## START
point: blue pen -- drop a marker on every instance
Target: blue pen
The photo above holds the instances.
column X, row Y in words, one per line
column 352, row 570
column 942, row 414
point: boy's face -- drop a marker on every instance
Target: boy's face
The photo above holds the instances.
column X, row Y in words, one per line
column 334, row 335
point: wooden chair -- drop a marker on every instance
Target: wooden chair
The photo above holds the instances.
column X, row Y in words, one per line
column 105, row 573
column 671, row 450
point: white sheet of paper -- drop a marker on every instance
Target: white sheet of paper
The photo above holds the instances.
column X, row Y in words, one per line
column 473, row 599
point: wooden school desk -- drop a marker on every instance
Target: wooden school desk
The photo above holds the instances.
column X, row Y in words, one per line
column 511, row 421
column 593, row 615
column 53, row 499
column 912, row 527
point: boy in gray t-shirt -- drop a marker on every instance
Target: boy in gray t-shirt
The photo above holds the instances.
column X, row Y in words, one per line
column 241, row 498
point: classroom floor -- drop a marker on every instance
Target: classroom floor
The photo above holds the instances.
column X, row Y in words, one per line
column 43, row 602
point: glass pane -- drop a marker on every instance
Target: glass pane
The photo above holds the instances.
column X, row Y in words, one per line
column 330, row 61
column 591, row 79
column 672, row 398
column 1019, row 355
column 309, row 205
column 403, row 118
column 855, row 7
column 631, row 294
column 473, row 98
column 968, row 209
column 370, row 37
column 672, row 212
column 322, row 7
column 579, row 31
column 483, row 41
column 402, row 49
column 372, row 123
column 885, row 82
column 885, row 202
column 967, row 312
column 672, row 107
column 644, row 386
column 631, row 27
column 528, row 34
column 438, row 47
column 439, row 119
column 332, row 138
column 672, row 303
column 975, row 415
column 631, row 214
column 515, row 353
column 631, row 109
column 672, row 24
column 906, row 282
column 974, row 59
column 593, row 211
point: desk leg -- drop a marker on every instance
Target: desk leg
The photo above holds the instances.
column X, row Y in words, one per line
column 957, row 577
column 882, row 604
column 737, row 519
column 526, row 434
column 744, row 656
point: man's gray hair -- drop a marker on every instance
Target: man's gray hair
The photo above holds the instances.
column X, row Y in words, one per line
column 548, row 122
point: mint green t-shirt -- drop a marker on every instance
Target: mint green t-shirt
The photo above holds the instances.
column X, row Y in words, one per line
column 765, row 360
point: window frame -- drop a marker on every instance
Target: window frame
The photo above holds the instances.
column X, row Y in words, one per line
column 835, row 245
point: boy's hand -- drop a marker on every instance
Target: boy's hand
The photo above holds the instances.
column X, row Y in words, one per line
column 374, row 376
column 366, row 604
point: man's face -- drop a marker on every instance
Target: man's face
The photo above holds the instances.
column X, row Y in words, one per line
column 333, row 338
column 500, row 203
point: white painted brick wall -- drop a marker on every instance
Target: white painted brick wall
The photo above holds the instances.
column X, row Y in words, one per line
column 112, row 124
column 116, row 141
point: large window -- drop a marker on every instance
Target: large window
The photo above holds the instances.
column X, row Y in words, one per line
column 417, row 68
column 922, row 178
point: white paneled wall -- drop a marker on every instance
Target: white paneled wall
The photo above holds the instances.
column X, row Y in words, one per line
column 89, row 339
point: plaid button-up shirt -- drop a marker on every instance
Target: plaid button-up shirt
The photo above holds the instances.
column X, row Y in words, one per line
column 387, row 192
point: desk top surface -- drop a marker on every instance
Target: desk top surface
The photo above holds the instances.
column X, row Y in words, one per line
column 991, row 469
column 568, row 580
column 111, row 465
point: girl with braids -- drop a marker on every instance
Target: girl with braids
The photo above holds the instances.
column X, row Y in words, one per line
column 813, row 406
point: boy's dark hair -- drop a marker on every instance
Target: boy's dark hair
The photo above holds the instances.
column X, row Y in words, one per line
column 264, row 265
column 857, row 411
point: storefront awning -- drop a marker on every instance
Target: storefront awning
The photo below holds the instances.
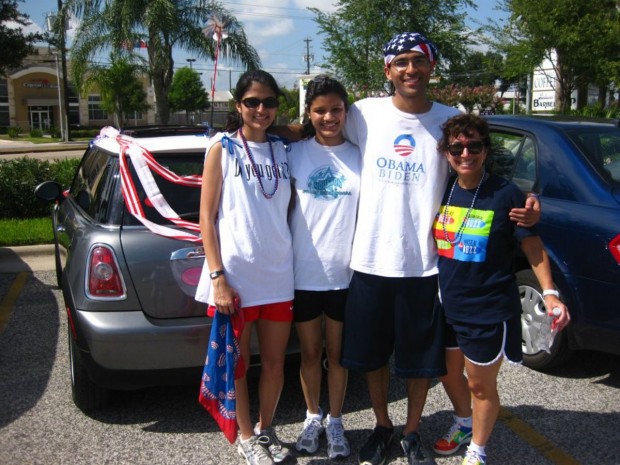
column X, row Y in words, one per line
column 42, row 102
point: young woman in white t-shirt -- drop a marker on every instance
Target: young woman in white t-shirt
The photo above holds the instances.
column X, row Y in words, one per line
column 325, row 176
column 245, row 196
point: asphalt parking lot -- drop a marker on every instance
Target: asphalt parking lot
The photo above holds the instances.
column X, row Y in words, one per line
column 565, row 417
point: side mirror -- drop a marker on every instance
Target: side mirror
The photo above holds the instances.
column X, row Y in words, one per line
column 50, row 191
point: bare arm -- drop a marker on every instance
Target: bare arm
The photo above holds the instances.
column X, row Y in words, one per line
column 529, row 215
column 539, row 261
column 209, row 204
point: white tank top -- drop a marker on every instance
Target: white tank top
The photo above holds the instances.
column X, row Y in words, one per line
column 255, row 241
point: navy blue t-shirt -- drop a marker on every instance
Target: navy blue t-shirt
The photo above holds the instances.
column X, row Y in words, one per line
column 476, row 275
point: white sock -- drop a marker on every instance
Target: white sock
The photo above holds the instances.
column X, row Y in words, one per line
column 334, row 420
column 315, row 416
column 463, row 421
column 476, row 448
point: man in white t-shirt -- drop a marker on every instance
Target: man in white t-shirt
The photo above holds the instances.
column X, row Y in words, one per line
column 392, row 303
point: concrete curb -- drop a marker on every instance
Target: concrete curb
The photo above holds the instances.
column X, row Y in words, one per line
column 27, row 258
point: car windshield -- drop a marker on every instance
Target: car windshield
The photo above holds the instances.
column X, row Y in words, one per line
column 602, row 147
column 184, row 200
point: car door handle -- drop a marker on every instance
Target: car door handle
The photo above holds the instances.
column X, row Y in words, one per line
column 188, row 253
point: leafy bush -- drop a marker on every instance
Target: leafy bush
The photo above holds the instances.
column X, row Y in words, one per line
column 55, row 132
column 19, row 177
column 14, row 132
column 596, row 110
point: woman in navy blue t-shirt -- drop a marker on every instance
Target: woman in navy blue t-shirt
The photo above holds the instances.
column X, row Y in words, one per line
column 476, row 242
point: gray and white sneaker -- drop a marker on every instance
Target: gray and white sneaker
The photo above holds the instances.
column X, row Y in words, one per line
column 337, row 444
column 253, row 452
column 308, row 440
column 268, row 439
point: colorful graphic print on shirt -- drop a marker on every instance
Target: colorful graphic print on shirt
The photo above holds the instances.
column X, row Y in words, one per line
column 472, row 244
column 326, row 183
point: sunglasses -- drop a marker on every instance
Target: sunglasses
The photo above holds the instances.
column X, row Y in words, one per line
column 474, row 147
column 253, row 102
column 401, row 64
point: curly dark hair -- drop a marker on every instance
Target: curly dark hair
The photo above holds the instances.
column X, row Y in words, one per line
column 321, row 85
column 465, row 124
column 233, row 119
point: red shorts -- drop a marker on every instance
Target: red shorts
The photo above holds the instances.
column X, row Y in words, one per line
column 279, row 311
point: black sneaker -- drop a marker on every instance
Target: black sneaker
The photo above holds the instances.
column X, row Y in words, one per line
column 414, row 450
column 374, row 451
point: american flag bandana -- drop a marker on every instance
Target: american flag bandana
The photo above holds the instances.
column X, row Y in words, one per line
column 409, row 42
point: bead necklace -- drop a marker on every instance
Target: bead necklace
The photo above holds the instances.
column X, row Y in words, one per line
column 255, row 169
column 459, row 233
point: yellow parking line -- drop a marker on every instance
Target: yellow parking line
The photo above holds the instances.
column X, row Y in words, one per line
column 535, row 439
column 8, row 301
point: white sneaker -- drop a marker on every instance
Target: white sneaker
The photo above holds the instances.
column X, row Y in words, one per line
column 337, row 443
column 268, row 439
column 308, row 440
column 253, row 452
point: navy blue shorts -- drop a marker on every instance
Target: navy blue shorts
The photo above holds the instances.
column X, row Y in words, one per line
column 309, row 305
column 486, row 344
column 394, row 315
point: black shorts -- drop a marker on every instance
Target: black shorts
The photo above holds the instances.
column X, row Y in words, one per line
column 486, row 344
column 309, row 305
column 394, row 315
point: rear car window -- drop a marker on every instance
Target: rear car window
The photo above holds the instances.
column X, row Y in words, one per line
column 601, row 145
column 513, row 156
column 184, row 200
column 92, row 187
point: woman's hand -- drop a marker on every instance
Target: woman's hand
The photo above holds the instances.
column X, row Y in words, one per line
column 560, row 322
column 529, row 215
column 226, row 298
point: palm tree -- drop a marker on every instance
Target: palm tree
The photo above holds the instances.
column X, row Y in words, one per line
column 120, row 85
column 162, row 25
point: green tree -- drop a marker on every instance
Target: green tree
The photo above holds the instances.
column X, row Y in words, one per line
column 14, row 44
column 163, row 25
column 580, row 37
column 187, row 92
column 356, row 32
column 120, row 85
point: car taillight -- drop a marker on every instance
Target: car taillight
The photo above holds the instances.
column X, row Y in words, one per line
column 104, row 280
column 614, row 248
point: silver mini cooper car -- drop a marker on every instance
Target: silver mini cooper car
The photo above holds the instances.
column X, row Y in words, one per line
column 129, row 292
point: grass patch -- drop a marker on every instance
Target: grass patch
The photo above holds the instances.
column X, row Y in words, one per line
column 34, row 231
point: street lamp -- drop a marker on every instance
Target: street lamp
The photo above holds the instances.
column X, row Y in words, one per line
column 217, row 28
column 57, row 25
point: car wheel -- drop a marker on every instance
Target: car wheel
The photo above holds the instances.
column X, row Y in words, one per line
column 532, row 314
column 86, row 395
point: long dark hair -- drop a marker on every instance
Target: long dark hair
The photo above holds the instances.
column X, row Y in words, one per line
column 321, row 85
column 233, row 119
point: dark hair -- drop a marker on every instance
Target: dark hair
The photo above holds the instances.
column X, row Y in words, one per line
column 321, row 85
column 233, row 119
column 465, row 124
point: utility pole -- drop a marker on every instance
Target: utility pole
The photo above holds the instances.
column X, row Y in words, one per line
column 307, row 56
column 63, row 61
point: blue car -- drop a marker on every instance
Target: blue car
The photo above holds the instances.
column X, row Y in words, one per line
column 574, row 166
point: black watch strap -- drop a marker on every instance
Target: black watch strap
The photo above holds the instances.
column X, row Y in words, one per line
column 215, row 274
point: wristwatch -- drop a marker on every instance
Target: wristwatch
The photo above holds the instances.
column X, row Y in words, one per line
column 215, row 274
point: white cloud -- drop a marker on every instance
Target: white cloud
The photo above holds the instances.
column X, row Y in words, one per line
column 328, row 6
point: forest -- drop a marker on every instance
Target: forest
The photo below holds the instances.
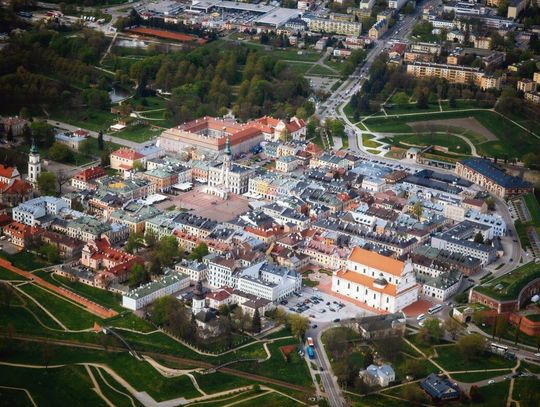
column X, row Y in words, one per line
column 45, row 70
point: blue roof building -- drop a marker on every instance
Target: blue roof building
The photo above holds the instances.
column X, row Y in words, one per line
column 439, row 388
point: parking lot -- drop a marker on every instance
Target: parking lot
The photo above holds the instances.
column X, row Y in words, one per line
column 322, row 307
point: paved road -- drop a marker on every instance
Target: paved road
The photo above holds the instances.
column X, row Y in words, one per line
column 328, row 380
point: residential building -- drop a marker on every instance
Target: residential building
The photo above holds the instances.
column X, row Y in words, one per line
column 21, row 234
column 146, row 294
column 287, row 163
column 526, row 85
column 211, row 134
column 124, row 159
column 135, row 215
column 489, row 176
column 375, row 375
column 268, row 281
column 452, row 73
column 196, row 271
column 533, row 97
column 440, row 388
column 382, row 326
column 334, row 26
column 380, row 282
column 83, row 180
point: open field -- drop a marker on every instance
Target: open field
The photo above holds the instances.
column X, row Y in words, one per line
column 453, row 143
column 451, row 359
column 511, row 140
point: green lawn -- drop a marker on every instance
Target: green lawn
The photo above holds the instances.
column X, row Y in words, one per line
column 367, row 141
column 477, row 376
column 66, row 386
column 71, row 315
column 453, row 143
column 90, row 119
column 25, row 260
column 512, row 283
column 451, row 359
column 512, row 140
column 533, row 207
column 296, row 55
column 5, row 274
column 523, row 386
column 216, row 382
column 411, row 108
column 269, row 400
column 138, row 133
column 321, row 70
column 99, row 296
column 116, row 398
column 295, row 371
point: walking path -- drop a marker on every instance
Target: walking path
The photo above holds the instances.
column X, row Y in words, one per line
column 88, row 305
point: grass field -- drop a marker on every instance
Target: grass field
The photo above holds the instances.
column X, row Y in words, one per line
column 512, row 140
column 367, row 141
column 477, row 376
column 453, row 143
column 451, row 359
column 69, row 385
column 71, row 315
column 25, row 260
column 139, row 133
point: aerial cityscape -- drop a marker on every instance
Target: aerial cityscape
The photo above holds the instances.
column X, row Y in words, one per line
column 270, row 203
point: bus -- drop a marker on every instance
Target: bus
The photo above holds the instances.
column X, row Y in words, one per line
column 497, row 348
column 434, row 309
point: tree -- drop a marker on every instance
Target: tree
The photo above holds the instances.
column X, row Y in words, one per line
column 47, row 183
column 417, row 209
column 475, row 394
column 471, row 346
column 61, row 153
column 490, row 202
column 453, row 327
column 432, row 330
column 150, row 238
column 50, row 251
column 199, row 252
column 256, row 322
column 298, row 324
column 137, row 275
column 101, row 143
column 47, row 353
column 167, row 250
column 479, row 238
column 501, row 327
column 86, row 147
column 134, row 242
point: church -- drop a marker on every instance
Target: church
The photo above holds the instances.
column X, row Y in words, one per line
column 228, row 176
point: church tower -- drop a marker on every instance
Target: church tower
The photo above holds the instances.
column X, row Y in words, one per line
column 198, row 302
column 227, row 164
column 34, row 164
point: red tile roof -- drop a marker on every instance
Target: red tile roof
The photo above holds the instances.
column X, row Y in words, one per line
column 6, row 172
column 128, row 154
column 91, row 173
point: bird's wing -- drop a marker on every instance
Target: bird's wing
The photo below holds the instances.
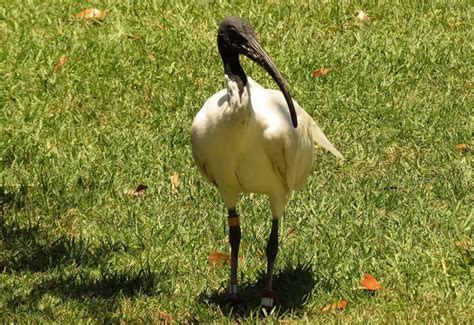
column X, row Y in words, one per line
column 319, row 137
## END
# Given task
Copy the rows above word for word, beginning at the line that contains "point: church -- drop" and stopping after the line that contains "column 91, row 173".

# Task answer
point: church -- drop a marker on every instance
Target: church
The photo above holds the instances.
column X, row Y in words, one per line
column 228, row 176
point: church tower -- drop a marker on every instance
Target: church tower
The photo above holds the instances.
column X, row Y in words, one per line
column 198, row 302
column 227, row 164
column 34, row 164
point: red tile roof -- drop a marker on every instance
Target: red tile roof
The photo above holds the instances.
column X, row Y in words, one per line
column 6, row 172
column 128, row 154
column 91, row 173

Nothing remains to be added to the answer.